> Assigned task:
Take the lines below between the one holding "link fence gate." and the one holding "chain link fence.", inclusive, and copy them exactly. Add nothing.

> Source data:
§ §

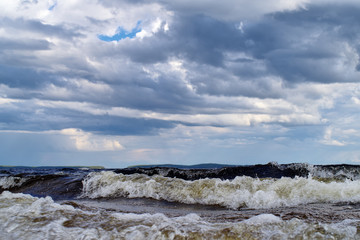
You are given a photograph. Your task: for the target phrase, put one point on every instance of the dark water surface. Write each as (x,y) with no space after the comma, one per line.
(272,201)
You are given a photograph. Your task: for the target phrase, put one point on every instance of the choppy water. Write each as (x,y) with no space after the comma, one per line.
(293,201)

§ §

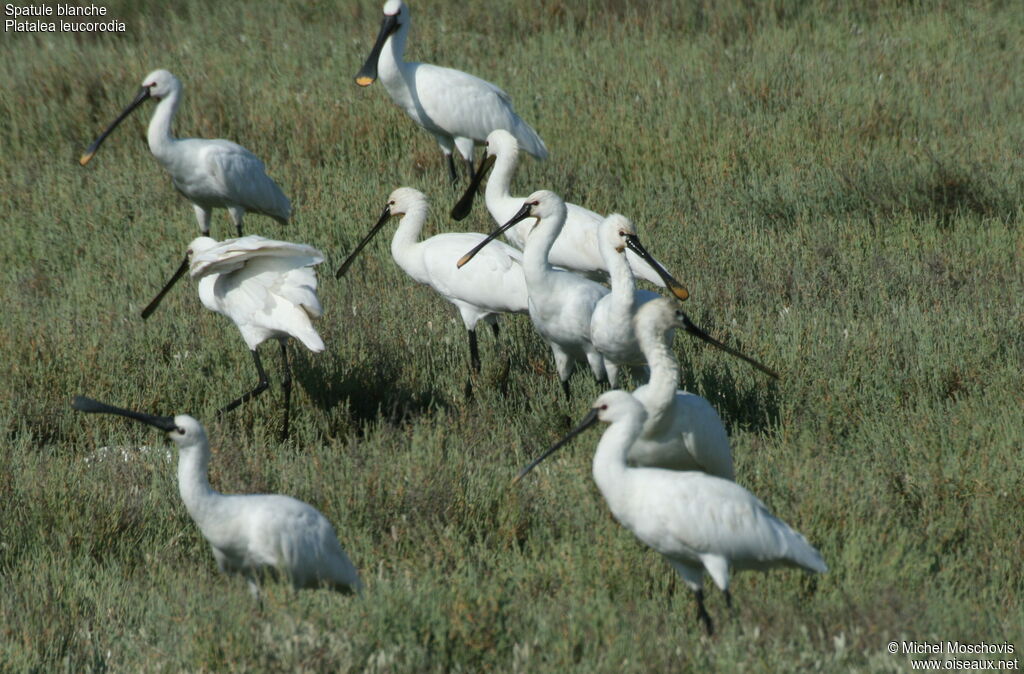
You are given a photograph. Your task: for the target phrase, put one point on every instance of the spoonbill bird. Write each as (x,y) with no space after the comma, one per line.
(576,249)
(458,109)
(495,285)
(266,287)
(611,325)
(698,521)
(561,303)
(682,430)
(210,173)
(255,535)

§ §

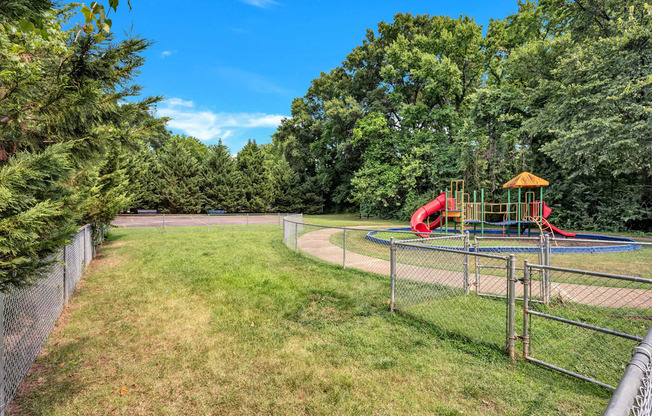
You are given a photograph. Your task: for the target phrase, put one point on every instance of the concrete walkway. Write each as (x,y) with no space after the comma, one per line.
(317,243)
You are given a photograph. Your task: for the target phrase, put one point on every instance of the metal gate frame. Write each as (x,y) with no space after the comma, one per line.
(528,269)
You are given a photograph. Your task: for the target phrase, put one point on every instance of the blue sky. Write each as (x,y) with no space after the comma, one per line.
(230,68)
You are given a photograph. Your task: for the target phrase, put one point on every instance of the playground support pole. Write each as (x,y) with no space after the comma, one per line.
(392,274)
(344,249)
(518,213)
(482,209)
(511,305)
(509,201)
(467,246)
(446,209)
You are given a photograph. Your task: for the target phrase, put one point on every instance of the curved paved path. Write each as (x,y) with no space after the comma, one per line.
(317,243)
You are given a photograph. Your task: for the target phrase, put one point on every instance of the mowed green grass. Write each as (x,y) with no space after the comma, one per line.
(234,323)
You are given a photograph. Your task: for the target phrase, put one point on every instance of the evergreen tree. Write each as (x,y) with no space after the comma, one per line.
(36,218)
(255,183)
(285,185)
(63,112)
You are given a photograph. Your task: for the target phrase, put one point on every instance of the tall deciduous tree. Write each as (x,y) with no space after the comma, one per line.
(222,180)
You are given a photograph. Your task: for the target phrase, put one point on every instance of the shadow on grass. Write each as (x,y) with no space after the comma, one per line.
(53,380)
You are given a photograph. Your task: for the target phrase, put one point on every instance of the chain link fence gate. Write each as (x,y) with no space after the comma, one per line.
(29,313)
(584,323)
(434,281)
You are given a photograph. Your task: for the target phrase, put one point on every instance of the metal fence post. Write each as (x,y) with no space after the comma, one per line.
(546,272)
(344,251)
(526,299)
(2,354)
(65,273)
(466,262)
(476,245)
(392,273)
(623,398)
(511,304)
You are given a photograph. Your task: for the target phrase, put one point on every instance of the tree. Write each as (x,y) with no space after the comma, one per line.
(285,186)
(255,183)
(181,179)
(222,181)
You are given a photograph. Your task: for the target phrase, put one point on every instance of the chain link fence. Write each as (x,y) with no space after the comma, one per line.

§ §

> Exercise result:
You are given a photograph. Your task: for the target phrase, put one point on every instance of the chain link fence gate. Write each as (x,y) with no space after the comma, one per line.
(29,313)
(584,323)
(434,281)
You are given a photograph. Your task: for the target phrase, put one point on every instance of the metal fence post. Write each as (x,y) with no space after the comma, one per line.
(546,272)
(344,251)
(526,299)
(2,354)
(65,273)
(466,262)
(476,245)
(392,273)
(623,398)
(511,304)
You are given a photograph. Your task: for the target phrase, put one point on every instance of the tree. Write each as (x,y) with no space after the comma, one per line.
(285,186)
(255,183)
(181,179)
(222,181)
You are given a photograph. Your task: for the target phrase, put one point on every instance of the chain link fence. Write each as (x,y) with no space after the comma, one per line.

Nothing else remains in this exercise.